# Prompt
Rewrite the listing below as a Markdown table with the columns Row and Line, one numbered row per line, from the first line up to and including the line with "(200, 1076)". Leave out any blank lines.

# Provided entries
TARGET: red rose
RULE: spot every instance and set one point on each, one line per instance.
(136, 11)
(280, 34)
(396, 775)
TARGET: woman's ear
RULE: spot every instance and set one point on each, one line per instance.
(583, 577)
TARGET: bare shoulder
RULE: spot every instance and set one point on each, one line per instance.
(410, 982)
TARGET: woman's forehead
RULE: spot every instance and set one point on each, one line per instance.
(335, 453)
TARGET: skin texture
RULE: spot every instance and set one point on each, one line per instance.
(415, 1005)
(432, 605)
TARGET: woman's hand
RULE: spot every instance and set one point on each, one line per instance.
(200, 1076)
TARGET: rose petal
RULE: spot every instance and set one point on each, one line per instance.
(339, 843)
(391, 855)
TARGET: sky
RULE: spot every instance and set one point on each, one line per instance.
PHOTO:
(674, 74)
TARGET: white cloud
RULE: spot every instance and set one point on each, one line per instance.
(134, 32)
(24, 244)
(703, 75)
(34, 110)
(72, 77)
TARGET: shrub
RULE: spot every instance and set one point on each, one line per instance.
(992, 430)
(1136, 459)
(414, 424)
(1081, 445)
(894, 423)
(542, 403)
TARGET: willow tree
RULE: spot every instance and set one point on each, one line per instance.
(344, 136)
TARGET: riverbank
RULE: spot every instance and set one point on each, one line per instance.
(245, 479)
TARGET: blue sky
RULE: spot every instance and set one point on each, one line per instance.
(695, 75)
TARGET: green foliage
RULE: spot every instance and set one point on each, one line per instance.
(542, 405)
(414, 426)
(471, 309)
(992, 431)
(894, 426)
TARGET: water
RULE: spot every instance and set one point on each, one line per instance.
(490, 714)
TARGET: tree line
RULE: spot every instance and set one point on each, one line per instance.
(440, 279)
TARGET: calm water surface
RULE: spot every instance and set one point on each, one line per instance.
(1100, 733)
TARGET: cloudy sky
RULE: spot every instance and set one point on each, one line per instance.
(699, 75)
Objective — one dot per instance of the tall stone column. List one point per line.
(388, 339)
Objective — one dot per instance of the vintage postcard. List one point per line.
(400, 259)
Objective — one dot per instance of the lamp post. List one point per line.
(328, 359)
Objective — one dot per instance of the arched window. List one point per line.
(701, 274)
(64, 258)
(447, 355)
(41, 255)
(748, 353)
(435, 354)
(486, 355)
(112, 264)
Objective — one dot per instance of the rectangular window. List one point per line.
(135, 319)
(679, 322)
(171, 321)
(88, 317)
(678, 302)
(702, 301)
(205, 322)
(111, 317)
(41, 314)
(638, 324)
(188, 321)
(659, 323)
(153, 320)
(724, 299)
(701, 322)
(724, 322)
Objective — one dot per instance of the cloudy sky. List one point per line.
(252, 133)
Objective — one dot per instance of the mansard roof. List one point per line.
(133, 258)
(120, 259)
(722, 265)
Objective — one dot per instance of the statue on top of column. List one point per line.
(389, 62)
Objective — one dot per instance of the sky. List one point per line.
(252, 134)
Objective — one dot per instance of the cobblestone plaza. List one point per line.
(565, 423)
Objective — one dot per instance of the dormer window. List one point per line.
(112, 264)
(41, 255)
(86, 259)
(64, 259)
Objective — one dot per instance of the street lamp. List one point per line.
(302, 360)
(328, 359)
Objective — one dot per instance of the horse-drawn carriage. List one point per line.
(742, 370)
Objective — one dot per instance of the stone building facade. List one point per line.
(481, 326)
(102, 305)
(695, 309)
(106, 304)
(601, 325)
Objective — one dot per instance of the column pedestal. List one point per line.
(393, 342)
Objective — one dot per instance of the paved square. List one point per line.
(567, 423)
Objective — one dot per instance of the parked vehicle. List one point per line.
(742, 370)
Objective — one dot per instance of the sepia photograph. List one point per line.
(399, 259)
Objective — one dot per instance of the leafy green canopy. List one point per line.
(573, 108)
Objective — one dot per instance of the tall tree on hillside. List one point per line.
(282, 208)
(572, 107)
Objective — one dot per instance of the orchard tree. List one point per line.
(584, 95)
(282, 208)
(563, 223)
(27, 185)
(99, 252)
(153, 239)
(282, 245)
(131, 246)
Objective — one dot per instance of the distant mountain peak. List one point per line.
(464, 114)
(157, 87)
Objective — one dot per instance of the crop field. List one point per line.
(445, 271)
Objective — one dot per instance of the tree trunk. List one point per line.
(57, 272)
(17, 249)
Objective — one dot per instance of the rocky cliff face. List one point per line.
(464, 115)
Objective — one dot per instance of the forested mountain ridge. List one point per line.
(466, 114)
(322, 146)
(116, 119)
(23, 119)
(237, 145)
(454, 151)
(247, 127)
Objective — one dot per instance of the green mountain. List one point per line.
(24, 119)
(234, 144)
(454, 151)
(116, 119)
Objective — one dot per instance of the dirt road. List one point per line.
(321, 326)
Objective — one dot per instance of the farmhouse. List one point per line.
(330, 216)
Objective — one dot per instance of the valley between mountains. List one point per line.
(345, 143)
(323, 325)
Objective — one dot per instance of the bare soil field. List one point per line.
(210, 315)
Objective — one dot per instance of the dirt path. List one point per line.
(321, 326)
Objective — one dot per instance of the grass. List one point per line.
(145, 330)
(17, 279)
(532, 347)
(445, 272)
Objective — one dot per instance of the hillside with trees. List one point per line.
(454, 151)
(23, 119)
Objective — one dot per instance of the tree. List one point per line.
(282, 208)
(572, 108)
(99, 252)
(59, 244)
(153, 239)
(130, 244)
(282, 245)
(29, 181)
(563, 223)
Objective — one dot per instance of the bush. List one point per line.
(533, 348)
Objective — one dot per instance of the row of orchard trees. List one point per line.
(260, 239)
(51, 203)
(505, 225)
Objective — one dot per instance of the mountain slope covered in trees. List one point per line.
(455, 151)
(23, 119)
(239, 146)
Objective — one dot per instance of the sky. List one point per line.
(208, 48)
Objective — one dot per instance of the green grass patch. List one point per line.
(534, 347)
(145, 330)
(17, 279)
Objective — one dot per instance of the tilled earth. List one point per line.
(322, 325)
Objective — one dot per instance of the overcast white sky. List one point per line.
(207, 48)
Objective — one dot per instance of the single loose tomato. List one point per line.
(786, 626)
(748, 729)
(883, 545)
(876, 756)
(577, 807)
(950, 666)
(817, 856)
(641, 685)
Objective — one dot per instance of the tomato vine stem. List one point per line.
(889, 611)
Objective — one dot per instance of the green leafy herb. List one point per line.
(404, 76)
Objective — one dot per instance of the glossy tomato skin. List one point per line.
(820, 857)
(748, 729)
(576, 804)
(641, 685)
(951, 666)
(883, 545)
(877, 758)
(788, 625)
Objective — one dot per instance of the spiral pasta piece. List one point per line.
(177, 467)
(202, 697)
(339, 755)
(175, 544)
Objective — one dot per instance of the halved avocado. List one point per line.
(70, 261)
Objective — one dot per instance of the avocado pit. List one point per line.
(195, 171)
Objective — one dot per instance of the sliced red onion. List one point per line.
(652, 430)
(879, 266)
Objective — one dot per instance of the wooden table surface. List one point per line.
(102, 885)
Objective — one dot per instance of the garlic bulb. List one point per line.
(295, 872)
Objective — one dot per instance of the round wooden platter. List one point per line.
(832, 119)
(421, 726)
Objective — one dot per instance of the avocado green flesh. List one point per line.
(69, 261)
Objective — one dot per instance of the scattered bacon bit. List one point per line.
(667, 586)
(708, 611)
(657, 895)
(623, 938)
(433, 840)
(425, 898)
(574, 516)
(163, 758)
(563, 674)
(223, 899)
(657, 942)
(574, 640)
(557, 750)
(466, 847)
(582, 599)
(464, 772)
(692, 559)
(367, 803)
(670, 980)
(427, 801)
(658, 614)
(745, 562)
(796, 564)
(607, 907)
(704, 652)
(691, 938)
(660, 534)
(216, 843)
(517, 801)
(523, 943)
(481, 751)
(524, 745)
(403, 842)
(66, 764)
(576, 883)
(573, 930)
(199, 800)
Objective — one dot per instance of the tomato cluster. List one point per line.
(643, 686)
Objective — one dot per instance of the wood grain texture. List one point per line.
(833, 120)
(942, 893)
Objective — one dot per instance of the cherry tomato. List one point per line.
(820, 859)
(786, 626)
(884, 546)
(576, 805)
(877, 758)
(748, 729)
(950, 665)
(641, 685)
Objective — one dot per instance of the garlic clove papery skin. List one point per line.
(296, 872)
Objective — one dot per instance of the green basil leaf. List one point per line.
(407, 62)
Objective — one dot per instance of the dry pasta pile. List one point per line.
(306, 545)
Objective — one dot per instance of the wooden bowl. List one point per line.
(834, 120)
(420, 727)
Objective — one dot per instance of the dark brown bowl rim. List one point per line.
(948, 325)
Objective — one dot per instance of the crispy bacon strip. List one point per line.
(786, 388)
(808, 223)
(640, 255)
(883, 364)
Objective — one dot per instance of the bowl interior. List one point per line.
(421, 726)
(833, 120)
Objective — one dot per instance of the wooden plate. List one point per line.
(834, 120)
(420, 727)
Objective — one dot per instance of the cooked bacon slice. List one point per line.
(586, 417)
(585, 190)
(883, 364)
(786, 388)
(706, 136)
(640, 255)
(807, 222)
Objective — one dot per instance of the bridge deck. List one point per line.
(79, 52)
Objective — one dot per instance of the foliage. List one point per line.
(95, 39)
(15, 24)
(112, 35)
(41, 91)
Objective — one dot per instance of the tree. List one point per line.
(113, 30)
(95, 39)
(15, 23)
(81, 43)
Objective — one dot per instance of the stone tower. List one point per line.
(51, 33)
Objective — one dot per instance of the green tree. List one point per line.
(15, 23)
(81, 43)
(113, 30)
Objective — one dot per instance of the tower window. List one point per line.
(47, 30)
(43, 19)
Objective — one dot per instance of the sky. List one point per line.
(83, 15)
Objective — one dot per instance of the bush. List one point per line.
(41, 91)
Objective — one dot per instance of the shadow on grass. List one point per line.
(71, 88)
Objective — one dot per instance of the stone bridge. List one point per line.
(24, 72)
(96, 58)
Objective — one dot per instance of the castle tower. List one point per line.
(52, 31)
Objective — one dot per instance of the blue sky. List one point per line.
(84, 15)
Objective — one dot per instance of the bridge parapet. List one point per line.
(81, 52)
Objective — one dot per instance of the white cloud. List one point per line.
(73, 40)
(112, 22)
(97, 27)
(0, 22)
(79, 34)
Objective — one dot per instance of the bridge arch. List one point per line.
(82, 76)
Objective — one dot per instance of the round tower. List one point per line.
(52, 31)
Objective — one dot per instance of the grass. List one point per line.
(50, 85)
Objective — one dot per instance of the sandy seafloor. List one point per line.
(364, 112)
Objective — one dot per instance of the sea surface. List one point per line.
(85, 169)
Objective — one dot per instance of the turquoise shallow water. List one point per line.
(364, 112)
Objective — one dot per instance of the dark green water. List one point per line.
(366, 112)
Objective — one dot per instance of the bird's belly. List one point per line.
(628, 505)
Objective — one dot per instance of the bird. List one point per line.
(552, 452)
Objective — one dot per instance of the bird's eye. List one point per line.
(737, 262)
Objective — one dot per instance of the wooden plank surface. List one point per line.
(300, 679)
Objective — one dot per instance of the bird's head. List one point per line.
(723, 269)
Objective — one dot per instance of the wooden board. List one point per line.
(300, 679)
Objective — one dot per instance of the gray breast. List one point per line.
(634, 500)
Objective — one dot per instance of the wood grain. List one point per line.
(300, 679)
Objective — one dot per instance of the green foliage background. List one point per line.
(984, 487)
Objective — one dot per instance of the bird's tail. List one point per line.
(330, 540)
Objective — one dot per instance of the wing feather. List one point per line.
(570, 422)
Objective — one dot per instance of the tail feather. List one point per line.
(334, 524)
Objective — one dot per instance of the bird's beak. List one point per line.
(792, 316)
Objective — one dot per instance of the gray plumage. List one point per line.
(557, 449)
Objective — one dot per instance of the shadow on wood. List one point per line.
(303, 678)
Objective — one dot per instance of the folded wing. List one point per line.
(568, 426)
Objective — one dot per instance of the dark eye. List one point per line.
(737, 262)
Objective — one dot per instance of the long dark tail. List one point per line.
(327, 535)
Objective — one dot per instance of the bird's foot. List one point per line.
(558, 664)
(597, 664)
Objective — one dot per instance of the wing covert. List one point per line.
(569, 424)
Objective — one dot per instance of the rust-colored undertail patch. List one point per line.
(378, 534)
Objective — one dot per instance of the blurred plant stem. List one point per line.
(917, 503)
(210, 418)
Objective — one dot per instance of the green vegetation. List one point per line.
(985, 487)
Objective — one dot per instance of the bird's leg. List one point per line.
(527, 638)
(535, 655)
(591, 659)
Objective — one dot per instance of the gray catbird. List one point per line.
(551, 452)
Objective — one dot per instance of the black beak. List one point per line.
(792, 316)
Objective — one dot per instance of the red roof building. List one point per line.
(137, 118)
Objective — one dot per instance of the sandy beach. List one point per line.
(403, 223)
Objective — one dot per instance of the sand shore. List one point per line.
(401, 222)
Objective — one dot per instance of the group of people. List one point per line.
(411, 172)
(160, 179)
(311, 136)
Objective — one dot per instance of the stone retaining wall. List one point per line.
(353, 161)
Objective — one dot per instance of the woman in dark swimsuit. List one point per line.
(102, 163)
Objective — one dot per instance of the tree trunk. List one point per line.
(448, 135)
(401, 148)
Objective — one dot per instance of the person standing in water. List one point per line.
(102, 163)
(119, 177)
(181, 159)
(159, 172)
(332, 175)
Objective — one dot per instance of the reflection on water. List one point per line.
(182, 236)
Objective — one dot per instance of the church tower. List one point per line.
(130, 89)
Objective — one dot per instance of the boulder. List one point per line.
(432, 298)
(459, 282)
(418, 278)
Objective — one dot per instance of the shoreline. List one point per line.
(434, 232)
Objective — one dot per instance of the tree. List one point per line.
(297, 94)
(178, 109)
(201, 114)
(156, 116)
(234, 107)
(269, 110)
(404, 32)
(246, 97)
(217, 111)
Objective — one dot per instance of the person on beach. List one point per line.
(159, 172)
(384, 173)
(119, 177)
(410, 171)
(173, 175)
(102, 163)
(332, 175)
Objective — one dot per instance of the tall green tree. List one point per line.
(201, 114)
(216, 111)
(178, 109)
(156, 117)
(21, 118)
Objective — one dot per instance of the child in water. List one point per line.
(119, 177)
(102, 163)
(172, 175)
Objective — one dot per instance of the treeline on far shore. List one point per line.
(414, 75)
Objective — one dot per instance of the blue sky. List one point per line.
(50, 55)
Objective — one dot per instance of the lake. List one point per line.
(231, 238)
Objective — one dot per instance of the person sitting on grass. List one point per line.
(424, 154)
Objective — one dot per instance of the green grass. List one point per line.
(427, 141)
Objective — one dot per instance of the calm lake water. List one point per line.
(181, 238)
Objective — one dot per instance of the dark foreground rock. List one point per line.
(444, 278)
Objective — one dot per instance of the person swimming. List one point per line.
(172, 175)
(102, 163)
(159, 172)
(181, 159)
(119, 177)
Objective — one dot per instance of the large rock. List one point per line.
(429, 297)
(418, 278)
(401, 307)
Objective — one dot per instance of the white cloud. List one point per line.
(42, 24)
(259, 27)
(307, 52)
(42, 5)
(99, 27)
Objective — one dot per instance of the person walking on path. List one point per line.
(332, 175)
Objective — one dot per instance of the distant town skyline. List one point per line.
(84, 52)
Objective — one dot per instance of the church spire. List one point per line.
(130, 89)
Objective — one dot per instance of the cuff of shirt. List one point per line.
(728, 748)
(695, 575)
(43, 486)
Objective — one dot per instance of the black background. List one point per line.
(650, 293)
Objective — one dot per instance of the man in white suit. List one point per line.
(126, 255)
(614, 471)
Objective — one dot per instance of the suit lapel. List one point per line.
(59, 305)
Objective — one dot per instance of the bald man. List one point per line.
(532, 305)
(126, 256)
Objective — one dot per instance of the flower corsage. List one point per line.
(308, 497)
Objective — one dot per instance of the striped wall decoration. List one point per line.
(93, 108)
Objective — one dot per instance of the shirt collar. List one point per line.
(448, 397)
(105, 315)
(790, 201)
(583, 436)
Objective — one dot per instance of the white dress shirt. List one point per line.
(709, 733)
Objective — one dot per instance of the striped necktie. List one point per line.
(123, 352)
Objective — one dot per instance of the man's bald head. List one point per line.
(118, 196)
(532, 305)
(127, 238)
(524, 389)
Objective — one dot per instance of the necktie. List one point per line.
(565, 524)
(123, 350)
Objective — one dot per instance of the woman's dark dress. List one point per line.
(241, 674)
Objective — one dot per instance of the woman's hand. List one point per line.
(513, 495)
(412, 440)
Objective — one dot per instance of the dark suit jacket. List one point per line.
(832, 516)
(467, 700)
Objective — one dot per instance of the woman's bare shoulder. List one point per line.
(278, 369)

# The response
| Row | Line |
|---|---|
| 1 | TARGET: red rose |
| 2 | RULE: spot every instance and set one point on each, one line per instance. |
| 3 | (136, 11) |
| 4 | (280, 34) |
| 5 | (396, 775) |
| 6 | TARGET: woman's ear |
| 7 | RULE: spot every instance and set one point on each, one line per instance. |
| 8 | (583, 577) |
| 9 | TARGET: bare shoulder |
| 10 | RULE: spot every instance and set one point on each, one line per instance. |
| 11 | (410, 982) |
| 12 | TARGET: woman's forehead |
| 13 | RULE: spot every instance and set one point on each, one line per instance. |
| 14 | (335, 453) |
| 15 | TARGET: skin texture |
| 16 | RULE: spot every instance and set one point on each, one line per instance. |
| 17 | (415, 1005) |
| 18 | (432, 605) |
| 19 | TARGET: woman's hand |
| 20 | RULE: spot every instance and set one point on each, one line per instance. |
| 21 | (200, 1076) |